▶ Work instructions:
The response should contain every entry, reproduced exactly.

▶ Record excerpts:

__________

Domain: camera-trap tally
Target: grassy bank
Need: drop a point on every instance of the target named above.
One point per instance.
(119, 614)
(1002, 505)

__________

▶ Your solution:
Domain: camera-trap tally
Target: grassy bank
Need: drop a point on every instance of the target named above.
One point per instance.
(119, 614)
(1002, 505)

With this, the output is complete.